### Stated exercise
Copy the records from the line with "Wildlife-count tagging: point out every instance of the grass" up to and including the line with "(1134, 163)", substituting "laborer" for "worker" and leaving everything else unchanged.
============
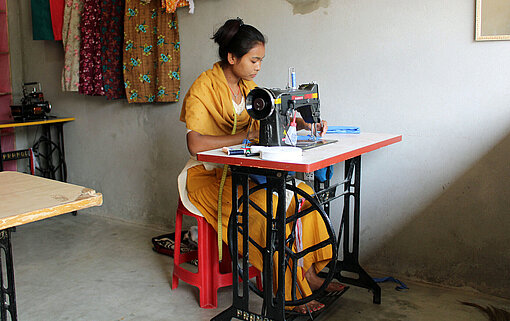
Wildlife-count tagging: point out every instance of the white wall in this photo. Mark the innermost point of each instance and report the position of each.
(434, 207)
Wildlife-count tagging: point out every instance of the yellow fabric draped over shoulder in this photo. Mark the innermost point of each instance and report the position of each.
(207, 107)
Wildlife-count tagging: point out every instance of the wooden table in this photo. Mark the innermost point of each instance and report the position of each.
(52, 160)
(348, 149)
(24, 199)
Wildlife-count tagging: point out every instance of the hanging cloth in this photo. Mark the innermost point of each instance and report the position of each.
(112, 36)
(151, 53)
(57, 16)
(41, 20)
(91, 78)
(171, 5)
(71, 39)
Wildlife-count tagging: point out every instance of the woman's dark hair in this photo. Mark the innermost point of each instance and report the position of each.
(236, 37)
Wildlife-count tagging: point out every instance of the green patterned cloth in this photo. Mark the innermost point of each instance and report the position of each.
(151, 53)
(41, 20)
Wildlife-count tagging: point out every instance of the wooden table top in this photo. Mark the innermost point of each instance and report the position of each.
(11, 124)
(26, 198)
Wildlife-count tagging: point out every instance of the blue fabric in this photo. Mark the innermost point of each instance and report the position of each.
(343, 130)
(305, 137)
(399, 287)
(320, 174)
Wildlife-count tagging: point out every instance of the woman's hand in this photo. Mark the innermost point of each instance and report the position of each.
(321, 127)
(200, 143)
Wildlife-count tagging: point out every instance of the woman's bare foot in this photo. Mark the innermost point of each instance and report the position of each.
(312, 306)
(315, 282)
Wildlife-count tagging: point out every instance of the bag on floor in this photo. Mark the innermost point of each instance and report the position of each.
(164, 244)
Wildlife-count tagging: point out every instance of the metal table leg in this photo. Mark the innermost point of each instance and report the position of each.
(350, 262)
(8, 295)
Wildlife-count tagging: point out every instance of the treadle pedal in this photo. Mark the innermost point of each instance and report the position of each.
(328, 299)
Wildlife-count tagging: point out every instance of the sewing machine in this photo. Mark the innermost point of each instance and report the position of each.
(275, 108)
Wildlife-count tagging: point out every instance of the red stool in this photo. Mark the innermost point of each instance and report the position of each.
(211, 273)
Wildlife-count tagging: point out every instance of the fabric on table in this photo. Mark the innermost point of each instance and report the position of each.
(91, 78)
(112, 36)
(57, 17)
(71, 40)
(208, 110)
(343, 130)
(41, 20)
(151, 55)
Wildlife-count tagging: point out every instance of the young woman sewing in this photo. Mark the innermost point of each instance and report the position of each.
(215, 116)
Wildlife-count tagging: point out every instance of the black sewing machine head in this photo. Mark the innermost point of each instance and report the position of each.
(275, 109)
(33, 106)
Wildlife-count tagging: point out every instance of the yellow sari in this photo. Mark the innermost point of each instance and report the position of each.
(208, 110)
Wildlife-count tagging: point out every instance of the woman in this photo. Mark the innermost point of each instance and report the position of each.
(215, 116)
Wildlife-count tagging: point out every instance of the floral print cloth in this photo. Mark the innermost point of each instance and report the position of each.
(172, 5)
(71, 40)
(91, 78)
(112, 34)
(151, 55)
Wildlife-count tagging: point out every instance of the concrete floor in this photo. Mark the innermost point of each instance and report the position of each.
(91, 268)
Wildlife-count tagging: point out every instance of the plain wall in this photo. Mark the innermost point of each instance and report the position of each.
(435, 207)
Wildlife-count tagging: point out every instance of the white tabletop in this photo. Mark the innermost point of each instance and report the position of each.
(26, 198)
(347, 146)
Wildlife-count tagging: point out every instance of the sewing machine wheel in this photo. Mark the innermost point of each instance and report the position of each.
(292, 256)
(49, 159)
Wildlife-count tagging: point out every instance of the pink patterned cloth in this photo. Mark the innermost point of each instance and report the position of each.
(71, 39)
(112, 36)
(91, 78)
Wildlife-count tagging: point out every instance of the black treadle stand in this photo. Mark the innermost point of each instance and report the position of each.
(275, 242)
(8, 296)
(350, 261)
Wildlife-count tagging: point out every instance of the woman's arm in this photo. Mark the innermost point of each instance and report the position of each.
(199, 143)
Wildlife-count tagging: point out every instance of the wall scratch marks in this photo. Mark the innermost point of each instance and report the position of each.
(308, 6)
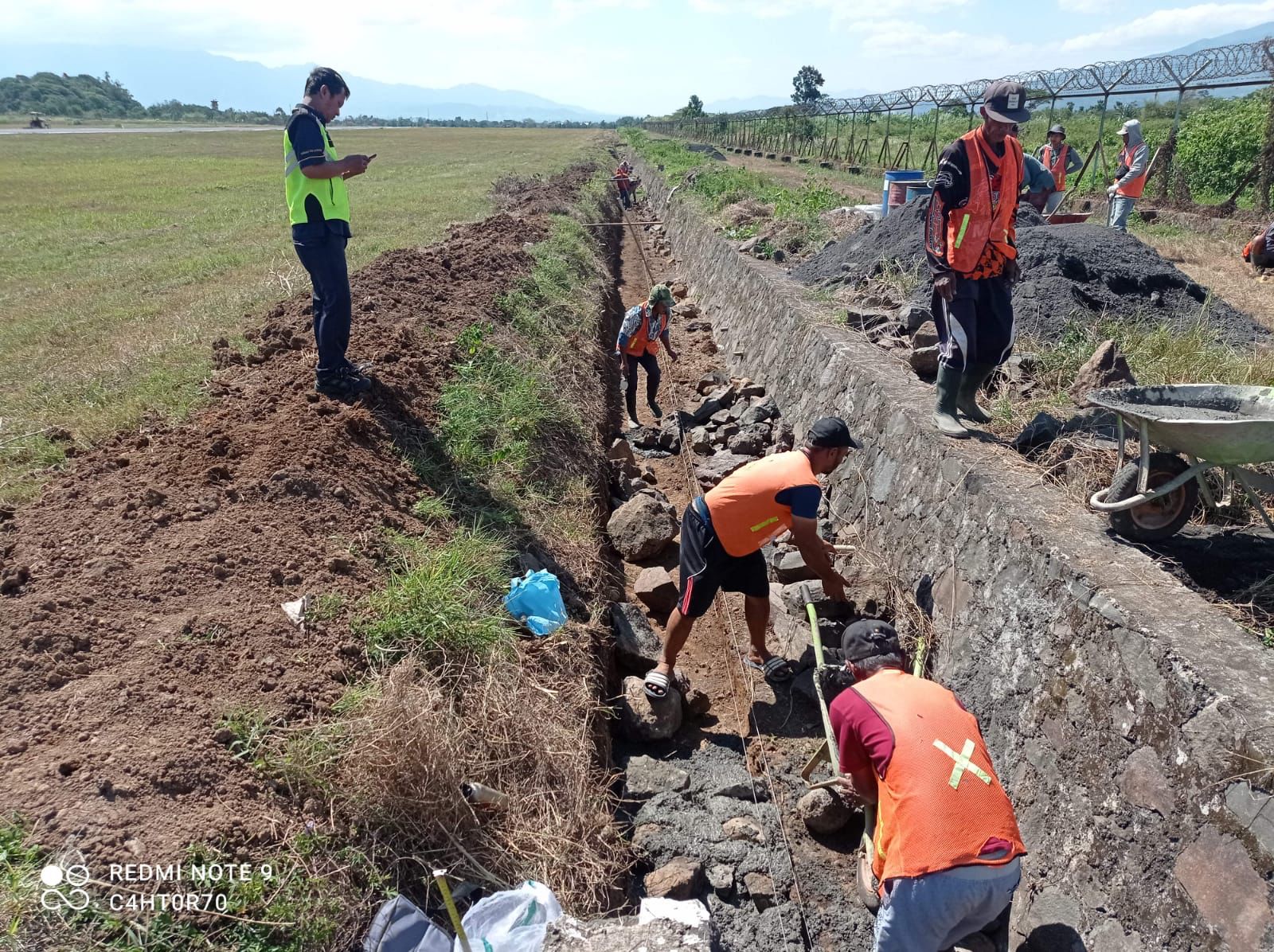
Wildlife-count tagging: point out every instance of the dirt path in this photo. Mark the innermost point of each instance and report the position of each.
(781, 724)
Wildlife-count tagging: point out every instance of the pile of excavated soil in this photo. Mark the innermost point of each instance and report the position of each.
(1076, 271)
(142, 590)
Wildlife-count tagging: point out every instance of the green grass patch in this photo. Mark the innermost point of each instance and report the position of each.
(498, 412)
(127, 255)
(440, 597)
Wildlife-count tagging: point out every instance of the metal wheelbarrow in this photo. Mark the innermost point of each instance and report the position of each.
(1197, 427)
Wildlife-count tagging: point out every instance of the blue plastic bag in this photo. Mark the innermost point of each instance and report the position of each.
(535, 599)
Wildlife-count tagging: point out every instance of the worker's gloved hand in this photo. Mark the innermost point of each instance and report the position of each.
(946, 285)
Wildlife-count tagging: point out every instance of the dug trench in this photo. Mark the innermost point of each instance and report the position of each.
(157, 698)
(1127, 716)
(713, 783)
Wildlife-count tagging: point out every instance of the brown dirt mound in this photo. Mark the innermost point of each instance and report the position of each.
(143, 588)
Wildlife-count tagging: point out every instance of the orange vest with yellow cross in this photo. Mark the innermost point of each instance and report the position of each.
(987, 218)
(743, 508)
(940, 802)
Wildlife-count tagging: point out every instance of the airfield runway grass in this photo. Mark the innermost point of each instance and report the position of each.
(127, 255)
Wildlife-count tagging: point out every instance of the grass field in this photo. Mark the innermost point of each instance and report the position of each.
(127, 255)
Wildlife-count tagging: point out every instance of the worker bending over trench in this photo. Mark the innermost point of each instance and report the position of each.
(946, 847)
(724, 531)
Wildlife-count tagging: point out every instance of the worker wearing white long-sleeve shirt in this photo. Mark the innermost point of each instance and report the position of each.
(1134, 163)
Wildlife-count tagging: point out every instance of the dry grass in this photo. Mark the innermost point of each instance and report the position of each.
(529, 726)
============
### Reply
Wildlife-count tagging: point out every instance of the grass field in this photo. Mark the innermost point of each instance and report the position of each.
(127, 255)
Wildlife-count tagging: point out every instance of the laborer bending over trench in this photo. Mark the innermost point of each instance and report the position of each.
(946, 847)
(724, 531)
Wildlife-count tagging: point out every instance of the laborer wearing white long-sleeve shirt in this photo. Mark the innermost point of each instance and report the position of each.
(1134, 163)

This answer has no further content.